(Beginning of Exercise input)

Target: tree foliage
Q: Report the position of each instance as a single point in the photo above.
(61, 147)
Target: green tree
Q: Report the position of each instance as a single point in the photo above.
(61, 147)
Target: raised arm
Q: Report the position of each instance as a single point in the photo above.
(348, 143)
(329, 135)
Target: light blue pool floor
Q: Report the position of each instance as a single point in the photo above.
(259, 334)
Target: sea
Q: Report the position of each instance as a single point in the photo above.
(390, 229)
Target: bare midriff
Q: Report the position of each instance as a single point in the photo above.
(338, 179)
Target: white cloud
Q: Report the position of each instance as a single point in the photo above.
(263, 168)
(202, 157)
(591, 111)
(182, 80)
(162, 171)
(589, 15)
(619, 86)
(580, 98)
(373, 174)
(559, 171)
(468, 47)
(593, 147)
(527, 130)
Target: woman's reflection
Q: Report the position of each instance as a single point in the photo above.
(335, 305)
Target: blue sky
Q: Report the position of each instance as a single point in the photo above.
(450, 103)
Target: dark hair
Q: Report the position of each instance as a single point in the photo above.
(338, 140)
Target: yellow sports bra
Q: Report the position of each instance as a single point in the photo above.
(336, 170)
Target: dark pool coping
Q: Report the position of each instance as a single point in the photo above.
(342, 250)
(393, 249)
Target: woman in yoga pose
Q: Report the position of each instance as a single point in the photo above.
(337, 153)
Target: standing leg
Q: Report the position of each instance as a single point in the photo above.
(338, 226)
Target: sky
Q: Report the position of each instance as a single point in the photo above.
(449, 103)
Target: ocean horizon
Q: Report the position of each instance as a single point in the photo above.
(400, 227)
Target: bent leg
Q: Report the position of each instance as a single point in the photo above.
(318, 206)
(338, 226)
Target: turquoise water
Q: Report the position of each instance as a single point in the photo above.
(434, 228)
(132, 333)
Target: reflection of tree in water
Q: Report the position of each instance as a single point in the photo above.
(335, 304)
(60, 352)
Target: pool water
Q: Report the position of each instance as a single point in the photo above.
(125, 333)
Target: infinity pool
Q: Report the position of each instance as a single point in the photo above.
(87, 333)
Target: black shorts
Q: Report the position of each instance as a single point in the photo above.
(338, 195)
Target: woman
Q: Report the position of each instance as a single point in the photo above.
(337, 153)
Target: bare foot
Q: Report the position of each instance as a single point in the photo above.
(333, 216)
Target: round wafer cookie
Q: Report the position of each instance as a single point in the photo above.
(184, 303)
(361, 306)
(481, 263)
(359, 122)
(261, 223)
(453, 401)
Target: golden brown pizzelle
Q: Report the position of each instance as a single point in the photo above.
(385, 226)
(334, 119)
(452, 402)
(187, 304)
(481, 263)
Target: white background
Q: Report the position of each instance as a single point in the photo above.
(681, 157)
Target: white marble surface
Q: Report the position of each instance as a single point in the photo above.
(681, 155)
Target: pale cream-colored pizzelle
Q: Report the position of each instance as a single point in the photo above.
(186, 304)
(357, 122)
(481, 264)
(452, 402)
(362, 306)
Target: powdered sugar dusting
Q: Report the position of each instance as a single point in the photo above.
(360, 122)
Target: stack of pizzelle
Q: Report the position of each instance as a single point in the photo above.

(End of Exercise input)

_Instructions to follow_
Copy every entry exactly.

_Task output_
Target: tree foliage
Q: Report the position of each instance as a single point in the photo above.
(61, 147)
Target: green tree
Q: Report the position of each instance as a single point in the photo above.
(61, 147)
Target: raised arm
Q: Report the position of each instance as a single point in the photo above.
(348, 143)
(329, 135)
Target: light blue pool floor
Q: Report the position of each instance as a single point in the photo above.
(259, 334)
Target: sea
Q: Report the position of each instance as a single point in the photo above.
(390, 229)
Target: bare midriff
Q: Report the position of each instance as a single point in the photo above.
(338, 179)
Target: white cloud
Q: Report the position of each instance as a single point in the photo above.
(263, 168)
(202, 157)
(591, 111)
(182, 80)
(162, 171)
(589, 15)
(619, 86)
(580, 98)
(373, 174)
(559, 171)
(468, 47)
(593, 147)
(527, 130)
Target: woman's reflection
Q: Report the position of each instance as a single point in the photo above.
(335, 305)
Target: blue sky
Q: Report the position of each instance as a single point in the photo above.
(450, 103)
Target: dark hair
Q: Report the position of each instance as a single point in the photo above.
(338, 140)
Target: yellow sports bra
Q: Report the position of each instance as a single point in the photo above.
(336, 170)
Target: dark pool coping
Q: Report the position of each instance as a single point in the photo above.
(342, 250)
(393, 249)
Target: woman in yoga pose
Q: Report the position of each instance as a single point in the photo above.
(337, 153)
Target: standing leg
Q: Report the position of each instance as a single point in the photo above.
(338, 226)
Target: sky
Q: Report the position of each instance as a single point in the photo above.
(449, 103)
Target: ocean horizon
Q: Report the position of each instance as a single point in the photo above.
(400, 227)
Target: bent leg
Q: Report the position of each instance as a single point in the photo above.
(318, 206)
(338, 226)
Target: turquoise water
Q: Report the position of each instance as a single point in the photo above.
(434, 228)
(132, 333)
Target: reflection of tree in water
Q: Report the position of each instance as a single point in the photo above.
(335, 304)
(60, 352)
Target: pool water
Q: Report the position of each instance as a single point in the photo above.
(125, 333)
Target: infinity pool
Q: Report the position of each instance as a single point in the photo above.
(87, 333)
Target: black shorts
Q: Report the position of each instance as a single point in the photo above.
(338, 195)
Target: woman
Q: Report the position of each instance as a single point in the photo above.
(337, 153)
Target: bare foot
Q: Report the position of each instance as a single point in the photo above.
(333, 216)
Target: round wafer cookie
Q: Report the position of each instance as a single point in the photo above.
(184, 303)
(361, 306)
(481, 263)
(359, 122)
(261, 223)
(453, 401)
Target: golden brown pizzelle
Q: Report the position of each instance as a single point in the photo above.
(385, 226)
(334, 119)
(452, 402)
(187, 304)
(481, 263)
Target: white background
Q: Report the position of each instance as a single point in the photo above.
(681, 157)
Target: white marble surface
Q: Report the position of each instance as a single point in the photo above.
(681, 155)
Target: pale cream-colored pizzelle
Q: Report the position of each instance as a single point in the photo above.
(186, 304)
(357, 122)
(481, 264)
(452, 402)
(362, 306)
Target: powdered sugar dusting
Q: Report the position of each instance as a single point in the photo above.
(360, 122)
Target: stack of pizzelle
Q: Report the position of each instance as a single point in the photo above.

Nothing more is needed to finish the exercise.